[start Source records]

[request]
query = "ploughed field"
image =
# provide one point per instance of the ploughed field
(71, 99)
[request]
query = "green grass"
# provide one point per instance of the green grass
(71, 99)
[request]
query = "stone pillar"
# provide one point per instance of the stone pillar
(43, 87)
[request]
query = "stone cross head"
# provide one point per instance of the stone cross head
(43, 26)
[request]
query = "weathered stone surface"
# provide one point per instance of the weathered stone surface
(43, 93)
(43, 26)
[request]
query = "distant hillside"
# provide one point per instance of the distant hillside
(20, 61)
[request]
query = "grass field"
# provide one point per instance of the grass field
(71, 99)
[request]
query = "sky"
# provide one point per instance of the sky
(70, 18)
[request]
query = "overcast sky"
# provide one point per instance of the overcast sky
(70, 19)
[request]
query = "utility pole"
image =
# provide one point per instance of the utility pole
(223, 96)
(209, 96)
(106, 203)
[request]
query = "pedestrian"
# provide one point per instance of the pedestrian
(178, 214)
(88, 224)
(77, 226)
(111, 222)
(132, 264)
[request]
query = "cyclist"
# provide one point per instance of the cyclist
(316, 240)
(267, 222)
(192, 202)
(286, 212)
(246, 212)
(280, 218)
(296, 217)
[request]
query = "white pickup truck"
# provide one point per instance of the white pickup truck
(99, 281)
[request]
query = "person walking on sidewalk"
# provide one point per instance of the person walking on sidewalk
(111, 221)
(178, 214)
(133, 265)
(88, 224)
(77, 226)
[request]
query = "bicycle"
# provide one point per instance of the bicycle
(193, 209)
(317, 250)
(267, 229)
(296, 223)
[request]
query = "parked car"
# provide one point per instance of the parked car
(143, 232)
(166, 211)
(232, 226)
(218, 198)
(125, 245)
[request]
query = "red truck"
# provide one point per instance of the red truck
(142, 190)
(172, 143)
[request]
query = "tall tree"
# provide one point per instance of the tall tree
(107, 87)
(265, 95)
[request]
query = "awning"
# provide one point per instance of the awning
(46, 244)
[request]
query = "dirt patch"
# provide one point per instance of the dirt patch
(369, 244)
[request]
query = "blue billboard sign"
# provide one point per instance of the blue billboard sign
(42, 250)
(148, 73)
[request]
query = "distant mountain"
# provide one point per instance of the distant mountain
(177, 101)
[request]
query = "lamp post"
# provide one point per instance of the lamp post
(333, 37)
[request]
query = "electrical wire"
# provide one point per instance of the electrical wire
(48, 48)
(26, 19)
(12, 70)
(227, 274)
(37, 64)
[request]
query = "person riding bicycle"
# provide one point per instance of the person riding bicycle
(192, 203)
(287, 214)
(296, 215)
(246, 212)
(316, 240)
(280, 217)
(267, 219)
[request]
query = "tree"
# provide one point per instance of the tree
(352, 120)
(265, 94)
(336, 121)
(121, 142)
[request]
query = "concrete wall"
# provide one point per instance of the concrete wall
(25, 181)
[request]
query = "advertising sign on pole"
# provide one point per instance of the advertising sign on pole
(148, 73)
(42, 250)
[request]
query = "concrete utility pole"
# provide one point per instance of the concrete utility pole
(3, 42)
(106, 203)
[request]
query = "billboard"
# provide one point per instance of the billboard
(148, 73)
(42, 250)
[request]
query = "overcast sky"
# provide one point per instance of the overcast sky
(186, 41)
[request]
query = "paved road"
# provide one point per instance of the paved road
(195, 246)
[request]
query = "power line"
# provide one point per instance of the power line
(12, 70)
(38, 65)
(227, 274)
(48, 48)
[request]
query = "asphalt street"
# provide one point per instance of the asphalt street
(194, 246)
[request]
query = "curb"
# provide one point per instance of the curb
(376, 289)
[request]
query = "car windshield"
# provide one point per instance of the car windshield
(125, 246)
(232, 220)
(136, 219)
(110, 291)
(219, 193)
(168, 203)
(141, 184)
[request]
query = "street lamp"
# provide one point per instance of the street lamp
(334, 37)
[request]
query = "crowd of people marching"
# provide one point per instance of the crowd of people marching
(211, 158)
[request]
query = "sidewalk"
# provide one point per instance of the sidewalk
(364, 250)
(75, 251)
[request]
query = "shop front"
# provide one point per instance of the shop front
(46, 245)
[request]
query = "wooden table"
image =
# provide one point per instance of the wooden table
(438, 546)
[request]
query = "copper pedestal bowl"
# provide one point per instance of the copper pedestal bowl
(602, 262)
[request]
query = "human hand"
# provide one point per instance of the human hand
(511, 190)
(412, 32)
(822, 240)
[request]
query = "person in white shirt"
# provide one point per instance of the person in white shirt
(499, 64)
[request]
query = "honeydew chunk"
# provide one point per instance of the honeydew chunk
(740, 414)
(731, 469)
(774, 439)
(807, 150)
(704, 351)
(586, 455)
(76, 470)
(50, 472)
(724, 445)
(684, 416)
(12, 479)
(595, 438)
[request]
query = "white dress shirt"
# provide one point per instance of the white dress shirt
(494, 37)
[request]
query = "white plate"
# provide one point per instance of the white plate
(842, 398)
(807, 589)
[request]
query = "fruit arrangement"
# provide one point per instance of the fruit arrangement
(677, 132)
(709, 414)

[end Source records]

Give all of the entries again, word for word.

[request]
query = "ploughed field"
image =
# provide one point per instance of the ploughed field
(71, 99)
[request]
query = "green grass"
# provide one point per instance of the green grass
(71, 99)
[request]
query = "stone pillar"
# provide one point per instance of the stone pillar
(43, 87)
[request]
query = "stone cross head"
# provide one point per instance of the stone cross head
(43, 26)
[request]
query = "weathered stone surface"
# provide one point per instance of the weathered stone surface
(43, 93)
(43, 26)
[request]
query = "distant hillside"
# provide one point per instance of the distant hillside
(20, 61)
[request]
query = "grass field"
# provide one point per instance of the grass field
(71, 99)
[request]
query = "sky"
# provide one point per instance of the sky
(70, 18)
[request]
query = "overcast sky"
# provide one point per instance of the overcast sky
(70, 19)
[request]
query = "utility pole"
image =
# provide one point per instance of the utility pole
(223, 96)
(209, 96)
(106, 203)
[request]
query = "pedestrian"
# provide one point per instance of the pedestrian
(178, 214)
(88, 224)
(77, 226)
(111, 222)
(132, 264)
[request]
query = "cyclist"
# provide one point per instance of the cyclist
(316, 240)
(267, 222)
(192, 202)
(286, 212)
(246, 212)
(280, 218)
(296, 217)
[request]
query = "white pickup truck"
# provide one point per instance of the white pickup truck
(99, 281)
[request]
query = "person walking on sidewalk"
# provide one point per instance of the person walking on sidewalk
(111, 221)
(178, 214)
(133, 265)
(88, 224)
(77, 226)
[request]
query = "bicycle"
# provide one point per instance of the bicycle
(193, 209)
(317, 250)
(267, 229)
(296, 223)
[request]
query = "parked car"
# provide one point per instance of the parked car
(143, 232)
(166, 211)
(232, 226)
(218, 198)
(125, 245)
[request]
query = "red truck"
# provide one point per instance of the red truck
(142, 190)
(172, 143)
[request]
query = "tall tree"
# provide one point per instance of the tall tree
(107, 87)
(265, 95)
[request]
query = "awning"
# provide one point per instance of the awning
(46, 244)
[request]
query = "dirt patch"
# provide one point per instance of the dirt patch
(369, 244)
[request]
query = "blue billboard sign"
# provide one point per instance of the blue billboard sign
(42, 250)
(148, 73)
[request]
query = "distant mountain"
# provide one point per instance of the distant mountain
(177, 101)
[request]
query = "lamp post"
# provide one point per instance of the lamp post
(333, 37)
[request]
query = "electrical wire"
# provide one point per instance of the electrical wire
(48, 48)
(26, 19)
(12, 70)
(227, 274)
(37, 64)
[request]
query = "person riding bicycle"
# provide one point per instance of the person riding bicycle
(192, 203)
(287, 214)
(296, 215)
(246, 212)
(316, 240)
(280, 217)
(267, 219)
[request]
query = "tree"
# provide one point per instance of the tree
(352, 120)
(265, 94)
(336, 121)
(121, 142)
[request]
query = "concrete wall"
# provide one point per instance of the concrete wall
(25, 181)
[request]
query = "advertising sign on pole"
# provide one point per instance of the advertising sign on pole
(148, 73)
(42, 250)
[request]
query = "concrete utility pole"
# provide one point per instance of the concrete utility pole
(3, 42)
(106, 203)
[request]
query = "billboard"
# provide one point per instance of the billboard
(148, 73)
(42, 250)
[request]
query = "overcast sky"
# provide one point per instance of the overcast sky
(186, 41)
[request]
query = "paved road"
# provide one point per instance of the paved road
(195, 246)
[request]
query = "power line"
# provide one point per instance of the power line
(12, 70)
(38, 65)
(227, 274)
(48, 48)
[request]
query = "asphalt street"
# provide one point per instance of the asphalt street
(194, 246)
[request]
query = "curb"
# provide one point per instance of the curb
(376, 289)
[request]
query = "car windshield"
# provide one point per instance of the car windshield
(125, 246)
(232, 220)
(136, 219)
(110, 291)
(219, 193)
(168, 203)
(141, 184)
[request]
query = "street lamp"
# provide one point per instance of the street lamp
(334, 37)
[request]
query = "crowd of people marching"
# provide one point per instance of the crowd of people marching
(211, 158)
[request]
query = "sidewalk"
# provide one point per instance of the sidewalk
(364, 250)
(75, 251)
[request]
query = "shop front"
# provide one point per instance of the shop front
(46, 245)
[request]
query = "wooden table"
image =
# provide one point per instance of the wooden table
(438, 546)
[request]
query = "copper pedestal bowl"
# provide one point per instance of the copper pedestal bowl
(602, 262)
[request]
query = "human hand"
# provide one point per instance of the human hand
(511, 190)
(412, 32)
(822, 240)
[request]
query = "person in white shirt"
# provide one point per instance of the person in white shirt
(499, 64)
[request]
query = "honeydew chunk"
# provide one point per instance of the honeydew chunk
(740, 414)
(731, 469)
(774, 439)
(807, 150)
(704, 351)
(586, 455)
(76, 470)
(50, 472)
(724, 445)
(684, 416)
(12, 479)
(595, 438)
[request]
query = "white dress shirt"
# provide one point per instance of the white dress shirt
(494, 37)
[request]
query = "white plate"
# provide one point per instance of the white plate
(842, 398)
(807, 589)
[request]
query = "fruit arrangement"
# provide one point per instance of the fruit arrangement
(677, 132)
(709, 414)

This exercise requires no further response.